Rewrite the listing below, replacing each "gets one dot" with "is marked with a single dot" and keeping every other part unchanged.

═════ Dataset records ═════

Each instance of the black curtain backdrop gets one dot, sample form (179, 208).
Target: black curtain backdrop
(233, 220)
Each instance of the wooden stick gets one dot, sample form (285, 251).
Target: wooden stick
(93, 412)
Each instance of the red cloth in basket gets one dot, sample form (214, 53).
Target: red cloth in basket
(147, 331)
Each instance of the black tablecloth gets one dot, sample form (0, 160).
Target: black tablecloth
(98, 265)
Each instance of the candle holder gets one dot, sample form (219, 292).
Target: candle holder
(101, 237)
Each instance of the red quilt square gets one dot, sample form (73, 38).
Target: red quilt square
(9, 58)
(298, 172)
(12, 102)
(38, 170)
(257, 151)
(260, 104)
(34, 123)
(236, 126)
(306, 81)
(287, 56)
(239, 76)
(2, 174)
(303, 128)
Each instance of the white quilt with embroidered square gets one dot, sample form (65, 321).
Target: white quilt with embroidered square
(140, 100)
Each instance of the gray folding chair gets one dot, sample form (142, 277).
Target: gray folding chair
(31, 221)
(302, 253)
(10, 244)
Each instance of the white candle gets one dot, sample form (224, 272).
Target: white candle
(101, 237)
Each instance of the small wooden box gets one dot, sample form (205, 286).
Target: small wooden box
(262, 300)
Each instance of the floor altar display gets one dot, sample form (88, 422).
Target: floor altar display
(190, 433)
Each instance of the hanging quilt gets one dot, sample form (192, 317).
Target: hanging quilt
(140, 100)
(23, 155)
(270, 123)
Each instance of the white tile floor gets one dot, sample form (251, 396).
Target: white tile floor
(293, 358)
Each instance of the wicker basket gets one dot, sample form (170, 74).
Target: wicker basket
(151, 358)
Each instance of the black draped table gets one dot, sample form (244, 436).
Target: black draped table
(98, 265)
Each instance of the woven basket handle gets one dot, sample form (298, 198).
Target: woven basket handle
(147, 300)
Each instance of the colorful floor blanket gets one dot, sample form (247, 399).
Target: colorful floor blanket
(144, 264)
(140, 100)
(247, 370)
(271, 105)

═════

#### The answer:
Each instance of the black curtain backdrop is marked with a single dot, sample form (179, 208).
Target: black curtain backdrop
(233, 220)
Each instance of the wooden stick is marked with a single dot, sample form (285, 251).
Target: wooden stick
(93, 412)
Each instance of the red cloth in basket is marked with a single dot, sample form (214, 53).
Target: red cloth in basket
(147, 331)
Each instance of the black tablecloth is marked with a single dot, sample form (0, 160).
Target: black tablecloth
(98, 265)
Each instance of the candle holder is marked with a single dot, sample form (219, 292).
Target: candle holder
(101, 237)
Each instance of the red quilt square is marked with a single dot, sample form (73, 38).
Target: red quilt square
(9, 58)
(298, 172)
(12, 102)
(38, 170)
(257, 151)
(260, 104)
(34, 123)
(236, 126)
(306, 81)
(287, 56)
(239, 76)
(2, 174)
(303, 128)
Each instance of the white quilt with embroidered square is marked with a single dot, sample form (65, 321).
Target: white quilt with embroidered square
(140, 100)
Each instance of the gray folding chair is marked with a single dot, sample form (142, 277).
Target: gray folding chair
(31, 221)
(302, 253)
(10, 244)
Each instance of the white candle is marked with a single dot, sample form (224, 272).
Target: white candle
(101, 237)
Each instance of the small wooden box is marked with a single dot, sample form (205, 286).
Target: small wooden box
(262, 300)
Each instance of the floor altar display is marked with a single dot, sample form (88, 422).
Target: floor altar display
(190, 433)
Each instance of the hanging quilt is marked with a single dot, sample form (192, 317).
Target: hanging quilt
(140, 100)
(23, 155)
(270, 123)
Each instance of the white tile floor is marked with a single dot, sample form (251, 396).
Target: white tile floor
(293, 358)
Each instance of the wicker basket is marked with a single dot, sample form (170, 74).
Target: wicker basket
(151, 358)
Each instance of the black draped table is marked with a single dot, sample form (244, 436).
Target: black draped table
(98, 265)
Each instance of the woven basket handle is marked with a single dot, sample form (298, 198).
Target: woven basket handle
(147, 300)
Each instance of the colorful floor blanket is marked with a single dot, sample form (247, 399).
Target: colorful floor blanket
(144, 264)
(140, 100)
(247, 370)
(271, 105)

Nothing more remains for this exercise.